**Exercise materials:**
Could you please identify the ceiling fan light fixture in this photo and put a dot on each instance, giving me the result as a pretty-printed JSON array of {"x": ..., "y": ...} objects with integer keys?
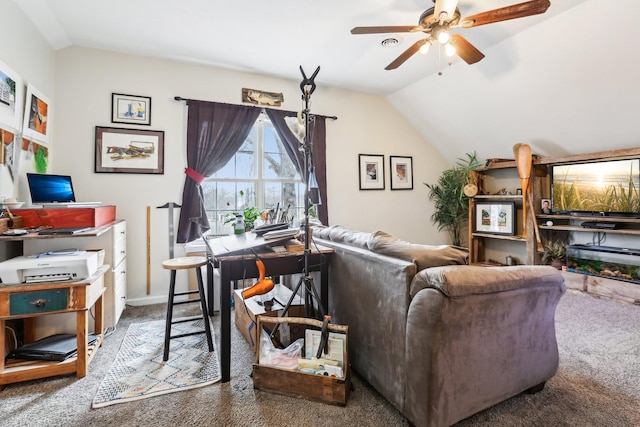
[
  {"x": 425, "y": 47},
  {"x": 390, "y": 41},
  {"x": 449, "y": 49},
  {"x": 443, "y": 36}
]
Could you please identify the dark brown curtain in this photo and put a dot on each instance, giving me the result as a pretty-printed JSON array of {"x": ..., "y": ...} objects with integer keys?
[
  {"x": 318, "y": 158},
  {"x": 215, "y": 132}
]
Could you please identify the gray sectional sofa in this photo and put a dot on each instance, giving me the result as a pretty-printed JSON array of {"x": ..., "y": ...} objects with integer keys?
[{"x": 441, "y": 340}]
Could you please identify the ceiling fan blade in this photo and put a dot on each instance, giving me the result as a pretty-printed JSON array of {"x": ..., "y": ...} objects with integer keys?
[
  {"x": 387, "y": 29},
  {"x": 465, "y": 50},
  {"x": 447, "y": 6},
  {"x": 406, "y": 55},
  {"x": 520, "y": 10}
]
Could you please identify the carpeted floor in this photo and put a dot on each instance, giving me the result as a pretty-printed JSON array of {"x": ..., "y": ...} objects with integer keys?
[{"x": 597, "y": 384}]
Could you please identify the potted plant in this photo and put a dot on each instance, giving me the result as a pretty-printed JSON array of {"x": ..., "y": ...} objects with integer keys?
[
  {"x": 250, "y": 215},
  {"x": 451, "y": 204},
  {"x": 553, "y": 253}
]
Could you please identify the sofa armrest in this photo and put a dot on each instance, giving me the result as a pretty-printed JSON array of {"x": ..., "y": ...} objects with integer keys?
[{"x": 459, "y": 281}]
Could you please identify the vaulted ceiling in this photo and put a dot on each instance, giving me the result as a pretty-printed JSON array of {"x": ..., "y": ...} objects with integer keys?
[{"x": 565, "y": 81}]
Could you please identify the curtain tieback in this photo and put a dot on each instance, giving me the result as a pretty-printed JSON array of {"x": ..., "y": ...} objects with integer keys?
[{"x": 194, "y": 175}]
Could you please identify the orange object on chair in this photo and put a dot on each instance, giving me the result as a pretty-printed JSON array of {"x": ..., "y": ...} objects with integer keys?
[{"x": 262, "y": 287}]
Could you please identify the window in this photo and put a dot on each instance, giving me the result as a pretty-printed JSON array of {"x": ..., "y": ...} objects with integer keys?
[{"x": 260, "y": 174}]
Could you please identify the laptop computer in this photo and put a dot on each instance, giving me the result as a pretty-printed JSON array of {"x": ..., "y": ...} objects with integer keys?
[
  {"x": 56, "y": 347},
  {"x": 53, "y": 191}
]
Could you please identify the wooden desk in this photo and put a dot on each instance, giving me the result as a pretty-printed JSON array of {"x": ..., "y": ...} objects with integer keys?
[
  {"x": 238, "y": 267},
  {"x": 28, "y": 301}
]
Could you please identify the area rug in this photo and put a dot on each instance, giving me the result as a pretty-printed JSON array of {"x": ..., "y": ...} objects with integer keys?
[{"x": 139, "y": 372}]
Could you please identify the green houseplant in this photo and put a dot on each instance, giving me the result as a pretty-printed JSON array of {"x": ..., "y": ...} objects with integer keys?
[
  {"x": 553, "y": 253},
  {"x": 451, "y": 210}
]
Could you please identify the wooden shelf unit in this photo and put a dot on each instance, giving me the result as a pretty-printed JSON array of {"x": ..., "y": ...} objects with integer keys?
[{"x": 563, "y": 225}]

...

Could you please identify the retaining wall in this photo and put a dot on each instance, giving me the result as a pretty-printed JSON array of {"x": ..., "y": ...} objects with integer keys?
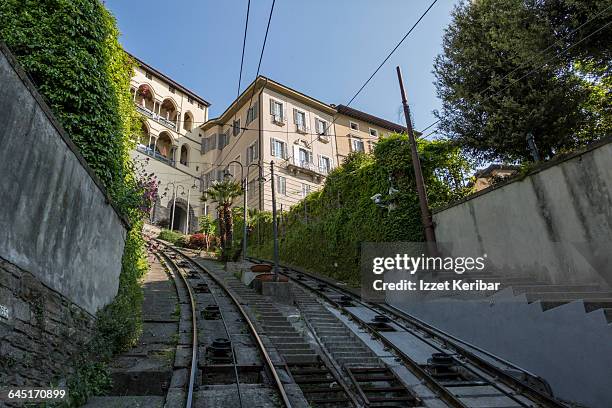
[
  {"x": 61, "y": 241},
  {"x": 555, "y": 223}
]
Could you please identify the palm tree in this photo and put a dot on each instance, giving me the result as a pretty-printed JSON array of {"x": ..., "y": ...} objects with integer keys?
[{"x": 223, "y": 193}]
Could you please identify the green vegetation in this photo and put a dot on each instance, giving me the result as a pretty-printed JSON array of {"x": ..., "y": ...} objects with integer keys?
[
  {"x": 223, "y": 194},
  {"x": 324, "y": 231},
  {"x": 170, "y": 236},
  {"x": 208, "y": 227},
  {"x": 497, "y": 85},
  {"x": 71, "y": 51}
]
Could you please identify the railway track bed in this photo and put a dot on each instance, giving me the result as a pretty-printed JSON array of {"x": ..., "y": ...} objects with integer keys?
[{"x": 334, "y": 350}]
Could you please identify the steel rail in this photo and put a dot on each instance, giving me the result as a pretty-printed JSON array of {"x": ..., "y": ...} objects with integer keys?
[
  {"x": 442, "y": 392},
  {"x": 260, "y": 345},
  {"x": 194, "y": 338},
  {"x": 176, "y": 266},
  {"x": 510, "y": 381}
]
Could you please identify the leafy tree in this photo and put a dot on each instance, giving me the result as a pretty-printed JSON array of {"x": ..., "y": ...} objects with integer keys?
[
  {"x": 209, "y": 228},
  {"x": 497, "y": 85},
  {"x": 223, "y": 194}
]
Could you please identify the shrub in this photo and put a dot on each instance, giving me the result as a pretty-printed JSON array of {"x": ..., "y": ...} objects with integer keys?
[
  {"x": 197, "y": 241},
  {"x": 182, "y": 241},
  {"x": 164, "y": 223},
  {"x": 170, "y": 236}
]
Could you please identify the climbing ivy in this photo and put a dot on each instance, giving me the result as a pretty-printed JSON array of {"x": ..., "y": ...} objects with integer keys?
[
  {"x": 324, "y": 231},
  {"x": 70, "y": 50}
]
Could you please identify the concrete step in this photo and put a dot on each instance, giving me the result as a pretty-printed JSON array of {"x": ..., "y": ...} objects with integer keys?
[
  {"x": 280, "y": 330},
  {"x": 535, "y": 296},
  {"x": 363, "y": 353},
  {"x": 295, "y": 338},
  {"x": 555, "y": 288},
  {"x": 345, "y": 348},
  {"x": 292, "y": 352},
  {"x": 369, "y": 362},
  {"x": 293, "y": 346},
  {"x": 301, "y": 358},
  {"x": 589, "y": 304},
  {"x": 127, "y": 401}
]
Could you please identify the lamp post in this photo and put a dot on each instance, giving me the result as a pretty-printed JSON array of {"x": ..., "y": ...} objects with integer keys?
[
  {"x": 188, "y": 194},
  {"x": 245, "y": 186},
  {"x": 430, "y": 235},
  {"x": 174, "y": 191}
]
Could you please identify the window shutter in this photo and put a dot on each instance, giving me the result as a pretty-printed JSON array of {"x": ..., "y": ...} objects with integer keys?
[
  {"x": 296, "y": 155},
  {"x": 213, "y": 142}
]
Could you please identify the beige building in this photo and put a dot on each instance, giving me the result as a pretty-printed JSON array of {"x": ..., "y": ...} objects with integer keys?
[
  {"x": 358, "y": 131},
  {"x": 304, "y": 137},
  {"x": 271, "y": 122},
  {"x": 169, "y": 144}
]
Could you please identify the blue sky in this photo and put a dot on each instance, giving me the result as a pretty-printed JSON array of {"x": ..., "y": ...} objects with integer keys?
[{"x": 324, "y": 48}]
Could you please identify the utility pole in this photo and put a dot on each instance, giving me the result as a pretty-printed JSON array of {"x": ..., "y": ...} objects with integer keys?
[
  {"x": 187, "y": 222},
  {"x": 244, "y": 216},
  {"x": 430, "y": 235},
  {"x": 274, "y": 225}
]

--

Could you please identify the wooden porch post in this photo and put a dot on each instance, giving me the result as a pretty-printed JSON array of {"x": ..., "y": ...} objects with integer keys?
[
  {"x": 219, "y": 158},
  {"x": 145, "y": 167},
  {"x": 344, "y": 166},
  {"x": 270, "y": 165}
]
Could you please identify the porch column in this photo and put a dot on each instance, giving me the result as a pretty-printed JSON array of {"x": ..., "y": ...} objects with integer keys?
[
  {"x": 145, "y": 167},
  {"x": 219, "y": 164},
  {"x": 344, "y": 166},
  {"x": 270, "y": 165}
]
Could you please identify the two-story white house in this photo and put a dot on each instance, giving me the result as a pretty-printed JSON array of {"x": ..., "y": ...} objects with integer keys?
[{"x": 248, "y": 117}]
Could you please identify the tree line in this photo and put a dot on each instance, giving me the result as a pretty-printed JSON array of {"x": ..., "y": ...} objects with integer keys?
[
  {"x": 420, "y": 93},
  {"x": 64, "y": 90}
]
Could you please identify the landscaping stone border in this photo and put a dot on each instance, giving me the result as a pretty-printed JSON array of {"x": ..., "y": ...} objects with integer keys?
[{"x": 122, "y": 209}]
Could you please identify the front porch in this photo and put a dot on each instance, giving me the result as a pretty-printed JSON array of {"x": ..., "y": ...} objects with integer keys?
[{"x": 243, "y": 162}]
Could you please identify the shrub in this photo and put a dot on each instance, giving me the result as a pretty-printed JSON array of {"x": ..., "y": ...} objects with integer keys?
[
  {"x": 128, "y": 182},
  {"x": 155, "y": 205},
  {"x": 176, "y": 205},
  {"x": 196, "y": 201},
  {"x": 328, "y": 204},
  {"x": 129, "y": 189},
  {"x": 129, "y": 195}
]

**Goal:**
Pick out each line of the listing above that contains the word "sofa", and copy those lines in full.

**Answer to this problem:**
Could you please identify the gray sectional sofa in this photo and put a dot on each instance, giving me the result as a pretty-printed JSON array of {"x": ..., "y": ...} objects with integer keys?
Could you please identify the sofa armrest in this photo and put a dot on each instance, giving me the result as a pretty-printed JSON array of {"x": ..., "y": ...} objects with integer keys?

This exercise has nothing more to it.